JAX: The Missing Manual (for Research)
This guide serves as a practical, "cheatsheet-style" reference for using JAX. It focuses on the mental models required to use it effectively, specifically addressing common confusion points like dimensions, vmap, and state management.
1. The Core Mental Model
JAX is not just "NumPy with GPU support." It is a compiler for function transformations.
- Pure Functions: JAX assumes your functions are pure: same input, same output; no side effects (no printing*, no global state mutation).
- Static vs. Traced: JAX traces your code once with "abstract tracers" (placeholders) to build a computation graph, then compiles it (XLA). Python control flow (
if,for) happens during tracing. If it depends on data, it vanishes unless you use JAX primitives (jax.lax.cond,jax.lax.scan).
2. Managing State (The State Pattern)
equinox.Module is a PyTree.
What is a PyTree?
A PyTree is just a container of arrays (lists, tuples, dicts, custom classes). JAX functions like jit, grad, and vmap operate on the leaves (the arrays inside) while preserving the structure.
Your State Object
import jax.numpy as jnp
import equinox as eqx
class State(eqx.Module):
# These are the leaves (arrays)
pos: jnp.ndarray
vel: jnp.ndarray
# This is static metadata (ignored by JAX derivatives/batching)
step_count: int = eqx.field(static=True)
# Initialization
state = State(
pos=jnp.zeros(2),
vel=jnp.zeros(2),
step_count=0
)
The "Functional Update" Rule
In JAX, you never mutate objects in place. You always return a new object.
❌ BAD (Mutating - Won't work in JIT):
✅ GOOD (Functional - Returns new PyTree):
import equinox as eqx
@jax.jit
def update(state):
# 'eqx.tree_at' is a helper to update PyTrees functionally
# It says: "Return a copy of 'state' where 'pos' is replaced by 'new_pos'"
new_pos = state.pos + 0.1
state = eqx.tree_at(lambda s: s.pos, state, new_pos)
return state
3. vmap and in_axes
jax.vmap (Vectorizing Map) transforms a function meant for a single sample into a function that handles a batch of samples.

--------------------

→ **To do**
A - Translate this sentence from the JAX guide into Spanish: "In JAX, you never mutate objects in place."
B - Extract the passage of the JAX guide starting with "pos: jnp.ndarray" and going on through "a new object.".

→ **Information supplied**
--------------------

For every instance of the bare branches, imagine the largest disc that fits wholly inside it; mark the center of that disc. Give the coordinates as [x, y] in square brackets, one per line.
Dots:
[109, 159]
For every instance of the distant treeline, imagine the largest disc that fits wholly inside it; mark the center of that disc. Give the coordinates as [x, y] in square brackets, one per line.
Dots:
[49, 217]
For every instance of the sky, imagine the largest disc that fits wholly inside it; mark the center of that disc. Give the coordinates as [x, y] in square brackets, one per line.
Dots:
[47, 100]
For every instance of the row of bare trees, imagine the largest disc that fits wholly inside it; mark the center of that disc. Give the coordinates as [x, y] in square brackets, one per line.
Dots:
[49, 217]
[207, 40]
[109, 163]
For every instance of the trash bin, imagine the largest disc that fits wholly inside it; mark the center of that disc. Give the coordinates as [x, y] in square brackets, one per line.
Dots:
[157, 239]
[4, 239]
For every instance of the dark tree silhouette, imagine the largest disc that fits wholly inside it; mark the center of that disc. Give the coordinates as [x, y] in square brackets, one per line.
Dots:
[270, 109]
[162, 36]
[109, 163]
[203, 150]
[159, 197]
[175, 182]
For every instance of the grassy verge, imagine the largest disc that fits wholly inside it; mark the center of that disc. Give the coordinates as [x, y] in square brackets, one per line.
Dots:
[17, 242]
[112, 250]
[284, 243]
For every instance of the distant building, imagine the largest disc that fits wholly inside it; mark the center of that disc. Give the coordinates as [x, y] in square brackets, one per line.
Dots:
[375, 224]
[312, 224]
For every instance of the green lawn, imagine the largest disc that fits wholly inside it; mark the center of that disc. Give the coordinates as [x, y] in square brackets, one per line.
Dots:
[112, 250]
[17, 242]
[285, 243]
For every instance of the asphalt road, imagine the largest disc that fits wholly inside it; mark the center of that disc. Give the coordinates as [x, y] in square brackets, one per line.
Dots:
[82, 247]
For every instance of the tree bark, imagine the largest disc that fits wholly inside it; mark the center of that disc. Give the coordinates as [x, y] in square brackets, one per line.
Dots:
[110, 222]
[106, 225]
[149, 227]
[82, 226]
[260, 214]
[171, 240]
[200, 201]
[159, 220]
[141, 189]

--------------------

→ **Outputs in order**
A - En JAX, nunca modificas los objetos in situ.

B -
pos: jnp.ndarray
vel: jnp.ndarray
# This is static metadata (ignored by JAX derivatives/batching)
step_count: int = eqx.field(static=True)
# Initialization
state = State(
pos=jnp.zeros(2),
vel=jnp.zeros(2),
step_count=0
)
The "Functional Update" Rule
In JAX, you never mutate objects in place. You always return a new object.